>> START

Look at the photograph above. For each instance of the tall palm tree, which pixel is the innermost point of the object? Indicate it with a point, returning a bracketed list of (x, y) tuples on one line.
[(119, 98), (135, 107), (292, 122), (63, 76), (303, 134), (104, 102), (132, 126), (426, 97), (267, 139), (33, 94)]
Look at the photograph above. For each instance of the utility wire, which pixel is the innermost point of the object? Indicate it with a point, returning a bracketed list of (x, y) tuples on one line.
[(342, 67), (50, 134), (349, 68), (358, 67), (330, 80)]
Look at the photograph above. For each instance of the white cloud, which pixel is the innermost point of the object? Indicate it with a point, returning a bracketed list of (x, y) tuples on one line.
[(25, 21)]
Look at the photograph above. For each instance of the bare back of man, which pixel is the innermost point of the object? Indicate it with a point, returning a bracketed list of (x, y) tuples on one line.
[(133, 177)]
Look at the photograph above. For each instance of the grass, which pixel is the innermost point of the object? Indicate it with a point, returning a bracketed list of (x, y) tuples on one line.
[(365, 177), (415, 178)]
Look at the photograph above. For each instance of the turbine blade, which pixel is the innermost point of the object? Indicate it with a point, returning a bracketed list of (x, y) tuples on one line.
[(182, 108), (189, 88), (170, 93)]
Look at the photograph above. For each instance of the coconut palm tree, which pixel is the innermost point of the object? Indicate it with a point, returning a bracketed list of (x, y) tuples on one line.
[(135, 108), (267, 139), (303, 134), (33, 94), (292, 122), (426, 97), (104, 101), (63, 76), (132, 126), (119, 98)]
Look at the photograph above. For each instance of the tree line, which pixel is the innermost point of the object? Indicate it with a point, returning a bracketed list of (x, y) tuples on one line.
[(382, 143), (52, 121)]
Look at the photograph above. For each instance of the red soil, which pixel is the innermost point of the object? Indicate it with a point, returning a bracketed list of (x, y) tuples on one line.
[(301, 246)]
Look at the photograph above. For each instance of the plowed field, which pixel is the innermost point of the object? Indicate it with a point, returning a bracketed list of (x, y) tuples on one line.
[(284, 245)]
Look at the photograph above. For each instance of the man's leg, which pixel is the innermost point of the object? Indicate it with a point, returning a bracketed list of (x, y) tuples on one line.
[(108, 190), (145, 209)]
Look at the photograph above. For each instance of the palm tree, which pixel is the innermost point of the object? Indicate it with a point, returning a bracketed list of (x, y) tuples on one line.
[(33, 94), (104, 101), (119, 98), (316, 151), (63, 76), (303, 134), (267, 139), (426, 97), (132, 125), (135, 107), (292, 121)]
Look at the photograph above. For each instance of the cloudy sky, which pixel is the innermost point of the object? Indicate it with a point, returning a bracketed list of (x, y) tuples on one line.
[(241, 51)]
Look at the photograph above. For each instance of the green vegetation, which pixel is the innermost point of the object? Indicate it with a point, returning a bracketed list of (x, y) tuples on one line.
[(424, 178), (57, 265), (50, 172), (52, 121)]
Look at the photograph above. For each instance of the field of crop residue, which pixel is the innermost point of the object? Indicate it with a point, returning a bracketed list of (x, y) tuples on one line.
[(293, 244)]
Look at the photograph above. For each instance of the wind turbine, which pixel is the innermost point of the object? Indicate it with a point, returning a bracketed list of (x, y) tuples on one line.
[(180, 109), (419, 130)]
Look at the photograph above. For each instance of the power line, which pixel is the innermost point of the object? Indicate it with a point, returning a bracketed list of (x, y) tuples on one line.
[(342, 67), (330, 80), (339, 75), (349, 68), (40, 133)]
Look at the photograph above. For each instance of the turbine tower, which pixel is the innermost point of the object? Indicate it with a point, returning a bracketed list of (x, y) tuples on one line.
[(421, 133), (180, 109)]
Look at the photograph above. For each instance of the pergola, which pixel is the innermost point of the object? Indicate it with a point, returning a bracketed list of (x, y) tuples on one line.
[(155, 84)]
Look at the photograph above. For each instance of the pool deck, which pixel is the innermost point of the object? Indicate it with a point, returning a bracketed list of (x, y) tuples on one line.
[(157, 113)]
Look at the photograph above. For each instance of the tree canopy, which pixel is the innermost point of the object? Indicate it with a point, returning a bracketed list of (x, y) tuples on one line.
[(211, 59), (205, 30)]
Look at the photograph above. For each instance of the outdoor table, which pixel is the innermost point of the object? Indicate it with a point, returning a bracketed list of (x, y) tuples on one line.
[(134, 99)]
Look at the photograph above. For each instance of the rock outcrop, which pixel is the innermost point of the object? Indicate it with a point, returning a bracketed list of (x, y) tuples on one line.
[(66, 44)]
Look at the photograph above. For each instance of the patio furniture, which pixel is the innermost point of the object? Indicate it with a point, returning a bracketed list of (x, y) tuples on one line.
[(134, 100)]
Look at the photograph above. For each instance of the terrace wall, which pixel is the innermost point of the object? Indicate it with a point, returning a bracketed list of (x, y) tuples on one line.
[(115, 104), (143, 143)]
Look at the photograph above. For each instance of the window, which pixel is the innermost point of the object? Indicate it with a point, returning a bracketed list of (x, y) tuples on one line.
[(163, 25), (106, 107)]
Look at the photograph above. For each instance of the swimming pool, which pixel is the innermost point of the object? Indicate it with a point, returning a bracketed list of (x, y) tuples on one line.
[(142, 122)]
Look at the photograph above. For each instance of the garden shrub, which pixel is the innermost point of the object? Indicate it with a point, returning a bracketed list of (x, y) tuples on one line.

>> END

## EXERCISE
Revise the data above by replacing "innermost point" with "central point" wherever it occurs, leaving everything else unchanged.

## RESPONSE TO THIS TASK
Look at the photograph above. For each instance of the tall palm tree, which pixel is the central point of the object? Indicate it with a point, returning a bracketed list of (x, y) tuples on one line.
[(119, 98), (135, 107), (292, 122), (63, 76), (303, 134), (104, 102), (132, 126), (426, 97), (267, 139), (33, 94)]
Look at the photograph above. For each instance of the utility wire, which pixel is the central point of the object? Indicate it with a point, returning a bracketed list of (x, y) tuples on one line.
[(342, 67), (50, 134), (349, 68), (358, 67), (330, 80)]
Look at the photograph above. For each instance of the white cloud, which pixel is the central point of the object? Indicate it with a point, returning a bracketed list of (x, y) tuples on one line.
[(25, 21)]
Look at the photograph above. For each instance of the bare back of man, which pixel is the central point of the object? Indicate it with a point, returning a bracketed list of (x, y) tuples on one line.
[(133, 177)]
Look at the photograph above. For each instance of the grass, which pixel is the central point of the object? Indicate it with a point, returning a bracketed list of (x, y) tuples on one line.
[(365, 177), (415, 178)]
Look at the photograph above. For each instance of the turbine blade, which pixel is the central point of the object? Indicate it with a point, returning a bracketed list of (x, y) tuples on one line.
[(182, 108), (189, 88), (170, 93)]
Look at the photograph above. For each instance of the coconut palm tree, which pixel is the central point of the object? Indicate it with a point, returning a bracketed list of (x, y) tuples on one line.
[(135, 108), (267, 139), (303, 134), (33, 94), (292, 122), (426, 97), (104, 101), (63, 76), (132, 126), (119, 98)]
Look at the photograph above. For each instance of the tree line, which pixel is the central point of the object? Indicate it with a point, returning a bracketed list of (x, y) tuples on one line.
[(382, 143), (52, 121)]
Look at the photograph above. For each instance of the red soil, which pixel is the central point of the object? Indicate it with a point, returning a bracketed list of (x, y) tuples on one line.
[(301, 246)]
Look at the photograph above. For each instance of the plowed field, which pixel is the central point of the object? Indicate it with a point, returning a bracketed list of (x, y) tuples on one line.
[(284, 245)]
Look at the photograph above. For each instance of the man's leg, which pixel is the central point of the object? Indicate it with a point, returning a bracketed list of (x, y) tuples on one line.
[(108, 190), (145, 209)]
Look at the photograph above. For each instance of the palm tree, which pixel is the central point of the object? Indicate it with a point, returning a bracketed list of (x, y) tuples on one line.
[(33, 94), (104, 101), (119, 98), (316, 151), (63, 76), (303, 134), (267, 139), (426, 97), (132, 125), (135, 107), (292, 121)]
Look at the photograph above. For each instance of the cloudy sky, which pixel is the central point of the object? Indicate it with a point, returning a bracketed list of (x, y) tuples on one line.
[(241, 51)]
Look at the photograph above. For each instance of the green vegetation, which pixel is the central point of the object? Indicate it with a point, returning a bracketed list of (x, y) tuples on one line.
[(424, 178), (57, 265), (50, 172), (52, 121)]
Look at the photograph above. For each instance of the field of crop residue, which pixel is the central point of the object? Indicate it with a point, returning a bracketed list of (x, y) tuples on one line.
[(293, 244)]
Look at the photograph above. For each instance of the wind turbine, which pixel is the central point of the object? Indicate it with a point, returning a bracketed list of (x, y) tuples on one line.
[(180, 109), (419, 130)]
Look at the photograph above. For each instance of the power line, which pixel is the central point of the object? Indicate it with a point, returning a bracketed list of (x, y) tuples on one line.
[(342, 67), (330, 80), (339, 75), (349, 68), (40, 133)]
Look at the photograph above. For each instance of the turbine tower, which pixel is the central point of the object? Indicate it with a point, returning a bracketed list of (x, y) tuples on one line.
[(421, 133), (180, 109)]
Look at the photograph above. For each instance of the pergola, which pixel is the central point of the object? Indicate it with a point, returning a bracketed list of (x, y) tuples on one line.
[(155, 84)]
Look at the photograph above. For each instance of the pool deck, which pixel is the central point of the object? Indicate it with a point, returning a bracketed list of (x, y) tuples on one line.
[(157, 113)]
Look at the photograph above. For each instance of the tree canopy, which pixel is the central point of the object? Indicate it with a point, returning a bracketed list of (x, y) tuples on one line.
[(211, 59), (205, 30)]
Look at the photograph above. For each instance of the outdoor table, which pixel is the central point of the object? Indicate it with a point, returning a bracketed list of (x, y) tuples on one line.
[(134, 99)]
Look at the photograph above. For each instance of the rock outcrop, which pixel is the central point of the object? Indicate it with a point, returning a bracketed list of (x, y) tuples on one line.
[(66, 44)]
Look at the photograph above. For each instance of the patio furniture, which pixel is the central point of the object? Indicate it with a point, returning a bracketed list of (x, y) tuples on one line.
[(134, 100)]
Look at the photograph above. For each instance of the terrace wall, which pixel is the central point of the object? Indicate it with a point, returning a bracketed list of (x, y) tuples on one line.
[(115, 104), (143, 143)]
Look at the photograph above. For each instance of the window, which pixel is the central point of the object? Indicate it with a point, returning a bracketed list of (x, y) tuples on one line.
[(163, 25), (106, 107)]
Look at the photograph above. For each instance of the swimming pool, which pixel is the central point of the object? Indicate it with a point, returning a bracketed list of (x, y) tuples on one line.
[(142, 122)]
Look at the photograph above. For each instance of the garden shrub, which pixel is the central point of the object? Indicate it with a point, returning a bracketed list of (x, y) tuples on one line.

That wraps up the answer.